Records to process section start
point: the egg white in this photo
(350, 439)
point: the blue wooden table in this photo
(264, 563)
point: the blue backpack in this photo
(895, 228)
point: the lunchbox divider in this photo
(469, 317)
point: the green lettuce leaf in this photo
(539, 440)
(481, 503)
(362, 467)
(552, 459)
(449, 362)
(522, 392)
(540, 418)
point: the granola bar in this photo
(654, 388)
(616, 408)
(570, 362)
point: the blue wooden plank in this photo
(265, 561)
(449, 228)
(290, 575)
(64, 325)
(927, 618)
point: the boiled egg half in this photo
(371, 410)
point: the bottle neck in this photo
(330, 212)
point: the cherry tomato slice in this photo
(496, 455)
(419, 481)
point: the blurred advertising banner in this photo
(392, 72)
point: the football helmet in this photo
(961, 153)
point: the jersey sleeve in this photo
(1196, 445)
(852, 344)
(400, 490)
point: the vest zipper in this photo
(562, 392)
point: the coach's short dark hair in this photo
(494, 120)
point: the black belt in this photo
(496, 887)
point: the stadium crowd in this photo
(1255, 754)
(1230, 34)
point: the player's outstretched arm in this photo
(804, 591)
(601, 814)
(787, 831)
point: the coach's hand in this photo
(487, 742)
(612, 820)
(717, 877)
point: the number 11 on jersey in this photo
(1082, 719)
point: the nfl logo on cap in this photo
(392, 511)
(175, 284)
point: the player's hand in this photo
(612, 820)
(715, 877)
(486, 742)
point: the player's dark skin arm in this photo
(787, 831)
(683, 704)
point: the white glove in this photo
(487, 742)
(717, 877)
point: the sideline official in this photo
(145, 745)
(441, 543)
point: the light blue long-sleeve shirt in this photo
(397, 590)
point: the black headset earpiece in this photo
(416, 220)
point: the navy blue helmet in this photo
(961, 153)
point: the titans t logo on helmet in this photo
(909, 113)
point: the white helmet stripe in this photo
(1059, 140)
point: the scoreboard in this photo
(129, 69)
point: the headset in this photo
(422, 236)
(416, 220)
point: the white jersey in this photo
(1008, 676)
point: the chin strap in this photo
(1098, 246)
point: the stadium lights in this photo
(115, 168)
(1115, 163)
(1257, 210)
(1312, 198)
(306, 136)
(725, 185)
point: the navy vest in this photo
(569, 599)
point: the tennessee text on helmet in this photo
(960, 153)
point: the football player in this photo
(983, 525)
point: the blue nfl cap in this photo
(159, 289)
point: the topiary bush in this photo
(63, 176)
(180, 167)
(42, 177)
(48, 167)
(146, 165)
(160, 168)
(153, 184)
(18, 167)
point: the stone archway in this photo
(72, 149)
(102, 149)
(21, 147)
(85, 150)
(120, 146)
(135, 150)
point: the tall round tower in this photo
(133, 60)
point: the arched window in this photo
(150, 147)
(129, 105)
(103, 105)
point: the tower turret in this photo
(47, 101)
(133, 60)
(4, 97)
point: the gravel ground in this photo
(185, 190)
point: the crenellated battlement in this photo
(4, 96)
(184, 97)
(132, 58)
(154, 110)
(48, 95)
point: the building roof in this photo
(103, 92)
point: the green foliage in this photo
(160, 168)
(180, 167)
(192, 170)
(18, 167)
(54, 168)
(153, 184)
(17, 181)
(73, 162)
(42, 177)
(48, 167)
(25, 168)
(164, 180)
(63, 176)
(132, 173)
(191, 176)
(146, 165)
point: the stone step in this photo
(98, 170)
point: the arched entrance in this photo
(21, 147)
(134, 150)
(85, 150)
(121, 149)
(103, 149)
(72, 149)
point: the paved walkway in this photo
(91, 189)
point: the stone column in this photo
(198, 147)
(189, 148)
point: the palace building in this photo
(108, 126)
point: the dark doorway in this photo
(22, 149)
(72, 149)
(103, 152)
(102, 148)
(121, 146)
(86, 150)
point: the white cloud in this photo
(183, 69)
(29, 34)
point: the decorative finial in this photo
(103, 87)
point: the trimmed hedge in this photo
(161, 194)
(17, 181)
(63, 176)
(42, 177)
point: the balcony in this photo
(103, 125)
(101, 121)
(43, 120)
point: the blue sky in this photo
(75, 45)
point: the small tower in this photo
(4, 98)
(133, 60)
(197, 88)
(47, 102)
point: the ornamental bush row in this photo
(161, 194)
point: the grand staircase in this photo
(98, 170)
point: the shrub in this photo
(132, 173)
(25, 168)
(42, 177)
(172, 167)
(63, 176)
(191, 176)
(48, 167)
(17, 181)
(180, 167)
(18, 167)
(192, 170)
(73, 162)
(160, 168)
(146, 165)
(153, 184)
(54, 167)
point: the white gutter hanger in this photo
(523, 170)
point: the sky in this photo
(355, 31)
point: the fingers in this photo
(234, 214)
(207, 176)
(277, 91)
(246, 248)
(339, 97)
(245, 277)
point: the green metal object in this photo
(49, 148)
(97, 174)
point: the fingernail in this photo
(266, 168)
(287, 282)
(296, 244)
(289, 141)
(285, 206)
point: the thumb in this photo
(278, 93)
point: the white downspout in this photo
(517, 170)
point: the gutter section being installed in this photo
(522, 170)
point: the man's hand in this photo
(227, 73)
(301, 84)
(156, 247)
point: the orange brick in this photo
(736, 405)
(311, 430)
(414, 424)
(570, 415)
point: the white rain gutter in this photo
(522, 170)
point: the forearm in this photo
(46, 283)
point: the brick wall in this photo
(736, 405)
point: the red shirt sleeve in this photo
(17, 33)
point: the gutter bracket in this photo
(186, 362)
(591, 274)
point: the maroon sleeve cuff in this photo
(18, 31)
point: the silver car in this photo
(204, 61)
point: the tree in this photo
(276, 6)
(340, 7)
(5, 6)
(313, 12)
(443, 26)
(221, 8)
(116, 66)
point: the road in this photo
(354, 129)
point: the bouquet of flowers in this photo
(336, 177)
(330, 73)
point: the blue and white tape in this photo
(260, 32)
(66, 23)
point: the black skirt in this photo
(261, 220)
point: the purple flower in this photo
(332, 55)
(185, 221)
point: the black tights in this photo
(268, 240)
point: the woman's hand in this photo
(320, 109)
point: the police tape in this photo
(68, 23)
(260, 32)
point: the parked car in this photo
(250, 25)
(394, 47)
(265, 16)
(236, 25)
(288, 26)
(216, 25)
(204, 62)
Records to process section end
*Directions for this task*
All lines above are to be transcribed exactly.

*Answer box*
point: the egg white in this photo
(350, 439)
point: the blue wooden table in this photo
(264, 563)
point: the blue backpack in this photo
(895, 228)
point: the lunchbox divider in this photo
(469, 317)
point: the green lettuce leaf in this photo
(539, 440)
(481, 503)
(362, 467)
(552, 459)
(449, 362)
(522, 392)
(540, 418)
point: the granola bar in this photo
(654, 388)
(616, 408)
(570, 362)
point: the blue wooden plank in this photo
(265, 561)
(449, 228)
(290, 575)
(64, 325)
(927, 618)
point: the boiled egg half in this photo
(371, 410)
point: the bottle neck in this photo
(330, 212)
point: the cherry tomato slice in this photo
(496, 455)
(419, 481)
point: the blurred advertising banner in this photo
(392, 72)
point: the football helmet in this photo
(961, 153)
point: the jersey sleeve in this photo
(1196, 445)
(852, 344)
(400, 490)
point: the vest zipper in this photo
(562, 392)
point: the coach's short dark hair in this photo
(494, 120)
point: the black belt in this photo
(496, 887)
point: the stadium crowd in this photo
(1255, 754)
(1230, 34)
point: the player's outstretched arm in this photo
(804, 591)
(601, 814)
(787, 831)
point: the coach's hand in this photo
(487, 742)
(612, 820)
(717, 877)
point: the number 11 on jersey in this photo
(1082, 719)
point: the nfl logo on cap in this photo
(392, 511)
(175, 284)
point: the player's hand in this photo
(612, 820)
(715, 877)
(486, 742)
point: the player's dark skin arm in this photo
(787, 831)
(683, 704)
point: the white glove in this photo
(487, 742)
(717, 877)
point: the sideline official in this photo
(145, 745)
(441, 543)
point: the light blue long-sleeve shirt in this photo
(397, 590)
point: the black headset earpiece in this photo
(416, 220)
point: the navy blue helmet in this photo
(961, 153)
point: the titans t logo on helmet in this photo
(909, 113)
point: the white helmet stripe in this photo
(1059, 140)
point: the scoreboard in this photo
(129, 69)
point: the headset in this photo
(422, 236)
(416, 220)
point: the white jersey in this photo
(1008, 676)
point: the chin strap in this photo
(1098, 246)
point: the stadium lights in this photo
(115, 168)
(1115, 163)
(1257, 210)
(1312, 198)
(306, 136)
(725, 185)
point: the navy vest in this photo
(569, 599)
point: the tennessee text on helmet in this photo
(960, 153)
point: the football player in this photo
(983, 525)
point: the blue nfl cap in this photo
(159, 289)
point: the topiary bush in this photo
(63, 176)
(180, 167)
(42, 177)
(48, 167)
(146, 165)
(160, 168)
(153, 184)
(18, 167)
point: the stone archway in this photo
(72, 149)
(102, 149)
(21, 147)
(85, 150)
(120, 146)
(135, 150)
point: the tall round tower in this photo
(133, 60)
point: the arched window in this photo
(150, 147)
(129, 105)
(103, 105)
point: the tower turret in this photo
(47, 101)
(133, 60)
(4, 97)
point: the gravel ground in this photo
(185, 190)
point: the crenellated battlement in this photo
(4, 96)
(184, 97)
(132, 58)
(154, 110)
(48, 95)
point: the building roof in this photo
(103, 92)
point: the green foliage in this photo
(160, 168)
(180, 167)
(192, 170)
(18, 167)
(54, 168)
(153, 184)
(17, 181)
(73, 162)
(42, 177)
(48, 167)
(25, 168)
(164, 180)
(63, 176)
(132, 173)
(191, 176)
(146, 165)
point: the stone step in this photo
(98, 170)
point: the arched entrance in this photo
(21, 147)
(134, 150)
(85, 150)
(121, 149)
(103, 149)
(72, 149)
point: the paved walkway in this photo
(91, 189)
point: the stone column in this photo
(198, 147)
(189, 148)
point: the palace building in this photo
(108, 126)
point: the dark doorway in this photo
(22, 149)
(72, 149)
(103, 152)
(102, 148)
(121, 146)
(86, 150)
point: the white cloud in this photo
(183, 69)
(29, 34)
point: the decorative finial in this photo
(103, 87)
point: the trimmed hedge in this photo
(161, 194)
(17, 181)
(63, 176)
(42, 177)
point: the balcony in this photo
(103, 125)
(101, 121)
(43, 120)
point: the blue sky in this photo
(75, 45)
point: the small tower in this photo
(4, 98)
(133, 60)
(197, 88)
(47, 102)
point: the ornamental bush row in this photo
(161, 194)
point: the grand staircase in this photo
(98, 170)
point: the shrub in this photo
(132, 173)
(25, 168)
(42, 177)
(172, 167)
(63, 176)
(191, 176)
(48, 167)
(17, 181)
(180, 167)
(18, 167)
(192, 170)
(73, 162)
(160, 168)
(146, 165)
(153, 184)
(54, 167)
point: the white gutter hanger in this photo
(523, 170)
point: the sky in this photo
(355, 31)
point: the fingers in this photo
(234, 214)
(207, 176)
(277, 91)
(246, 248)
(339, 97)
(245, 277)
point: the green metal object in this photo
(49, 148)
(97, 174)
point: the fingernail in this photo
(266, 168)
(287, 282)
(296, 244)
(289, 141)
(285, 206)
point: the thumb in this photo
(278, 93)
point: the white downspout in this photo
(517, 170)
point: the gutter section being installed in this photo
(522, 170)
point: the man's hand in this photo
(227, 73)
(301, 84)
(156, 247)
point: the orange brick in this photo
(736, 405)
(311, 430)
(414, 424)
(570, 415)
point: the white rain gutter in this photo
(522, 170)
point: the forearm in this photo
(46, 283)
point: the brick wall in this photo
(736, 405)
point: the red shirt sleeve in this photo
(17, 33)
point: the gutter bracket in this photo
(186, 362)
(591, 274)
point: the maroon sleeve cuff in this photo
(18, 31)
point: the silver car in this photo
(204, 61)
point: the tree in this photo
(276, 6)
(340, 7)
(5, 6)
(313, 12)
(443, 26)
(221, 8)
(116, 66)
point: the road in this photo
(354, 129)
point: the bouquet of flowers in this photo
(336, 177)
(330, 73)
point: the blue and white tape in this photo
(260, 32)
(66, 23)
point: the black skirt in this photo
(261, 220)
point: the purple flower in this photo
(332, 55)
(185, 221)
point: the black tights in this photo
(268, 240)
point: the woman's hand in this photo
(320, 109)
point: the police tape in this photo
(68, 23)
(260, 32)
point: the parked car in this photo
(250, 25)
(394, 47)
(265, 16)
(236, 25)
(288, 26)
(216, 25)
(204, 62)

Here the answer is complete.